• _Compito assegnato 1_:
Rispondi a queste domande basandoti sull'intervista qui sotto.
(a) In che anno si è diplomato enotecnico l'intervistato?
(b) Quanti ettari vitati conta l'azienda Vigneti Piero Pittaro?
(c) Secondo la risposta data nell'intervista, che cosa serve per diventare enologo?
• _Compito assegnato 2_: Nella nota biografica dell'intervista qui sotto, da "Nato nel 1934" a "oltre 1000 mq", individua tutti gli anni citati ed elencali.
• _Compito assegnato 3_: Trascrivi dall'intervista qui sotto il passo compreso tra "Collabora con numerose" e "oltre 1000 mq.", estremi inclusi.

• _Documento di partenza_:
● ● ● ● ● ● ●

E' il fondatore di Assoenologi, ma anche il presidente ad onorem dell'associazione mondiale che ne rappresenta la categoria. Con lui abbiamo parlato di vitigni autoctoni, uso e abuso di lieviti, additivi e legno, e altro ancora. "Spesso - ammette - si assaggiano vini che alleggeriscono i portafogli senza giustificare il valore dei soldi spesi"

20 dicembre 2003 | Alberto Grimelli

Nato nel 1934 nella provincia di Pordenone. Diplomatosi enotecnico nel 1956, dal 1975 ha assunto cariche di primo piano nell'Associazione Enotecnici Italiani per arrivare alla presidenza dell'Assoenologi nel 1987 e fino al 1996. Presidente effettivo dell'Unione Internazionale degli Enologi fino al 1999 ora lo è ad honorem.
Dal 1994 è Presidente dell'Istituto Sperimentale per l'Enologia di Asti.
Collabora con numerose testate giornalistiche e dirige la trasmissione televisiva del Friuli Venezia Giulia "Regione Verde" a carattere agricolo.
È titolare dell'azienda Vigneti Piero Pittaro di Codroipo(UD) con 81 ettari vitati e uno splendido Museo del vino su una superficie di oltre 1000 mq.



Ritiene che vi siano doti naturali per diventare enologo?
Assolutamente no, la professione di enologo è come un’altra. Una persona può amare maggiormente il settore agricolo piuttosto che quello industriale o commerciale. Per diventare enologo serve una buona scuola, per quanto riguarda l’assaggio e la valutazione di un vino si tratta di dedizione, di studio. Non servono predisposizioni particolari.

Rispetto all’attuale ordinamento universitario, quali sono le materie o gli argomenti che vorrebbe fossero trattati?

● ● ● ● ● ● ●

Record di origine
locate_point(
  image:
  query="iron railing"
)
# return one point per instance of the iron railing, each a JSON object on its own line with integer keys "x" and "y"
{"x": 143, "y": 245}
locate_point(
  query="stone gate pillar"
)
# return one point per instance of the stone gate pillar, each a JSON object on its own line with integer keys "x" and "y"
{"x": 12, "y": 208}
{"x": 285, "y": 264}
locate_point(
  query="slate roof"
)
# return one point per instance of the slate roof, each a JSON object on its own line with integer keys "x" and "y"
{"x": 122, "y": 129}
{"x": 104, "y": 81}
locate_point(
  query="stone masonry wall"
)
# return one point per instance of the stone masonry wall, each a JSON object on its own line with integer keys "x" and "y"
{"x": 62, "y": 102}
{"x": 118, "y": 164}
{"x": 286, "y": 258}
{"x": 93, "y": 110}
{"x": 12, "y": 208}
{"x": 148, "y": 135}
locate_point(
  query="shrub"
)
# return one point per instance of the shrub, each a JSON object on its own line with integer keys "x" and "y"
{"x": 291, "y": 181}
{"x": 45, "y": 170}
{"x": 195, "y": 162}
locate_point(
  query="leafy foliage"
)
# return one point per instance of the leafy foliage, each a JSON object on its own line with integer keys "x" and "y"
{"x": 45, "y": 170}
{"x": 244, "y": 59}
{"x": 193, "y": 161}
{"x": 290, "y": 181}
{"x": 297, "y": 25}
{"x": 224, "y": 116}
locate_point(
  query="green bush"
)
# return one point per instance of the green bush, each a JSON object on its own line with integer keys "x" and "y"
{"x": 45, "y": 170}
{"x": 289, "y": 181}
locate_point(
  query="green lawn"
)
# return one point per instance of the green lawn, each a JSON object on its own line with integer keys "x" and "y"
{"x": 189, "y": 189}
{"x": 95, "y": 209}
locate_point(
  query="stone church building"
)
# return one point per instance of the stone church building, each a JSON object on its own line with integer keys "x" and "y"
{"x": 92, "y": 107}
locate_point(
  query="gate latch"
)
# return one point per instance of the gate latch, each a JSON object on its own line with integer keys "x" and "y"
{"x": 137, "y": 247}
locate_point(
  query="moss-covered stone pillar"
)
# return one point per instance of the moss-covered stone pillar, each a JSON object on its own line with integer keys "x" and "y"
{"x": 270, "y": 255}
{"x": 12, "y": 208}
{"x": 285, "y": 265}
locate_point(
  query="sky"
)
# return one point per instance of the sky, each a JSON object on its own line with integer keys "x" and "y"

● ● ● ● ● ● ●

• _Risposta corretta 1_:
(a) Nel 1956.
(b) 81 ettari.
(c) Serve una buona scuola.

• _Risposta corretta 2_: 1934, 1956, 1975, 1987, 1996, 1999, 1994

• _Risposta corretta 3_:
Collabora con numerose testate giornalistiche e dirige la trasmissione televisiva del Friuli Venezia Giulia "Regione Verde" a carattere agricolo.
È titolare dell'azienda Vigneti Piero Pittaro di Codroipo(UD) con 81 ettari vitati e uno splendido Museo del vino su una superficie di oltre 1000 mq.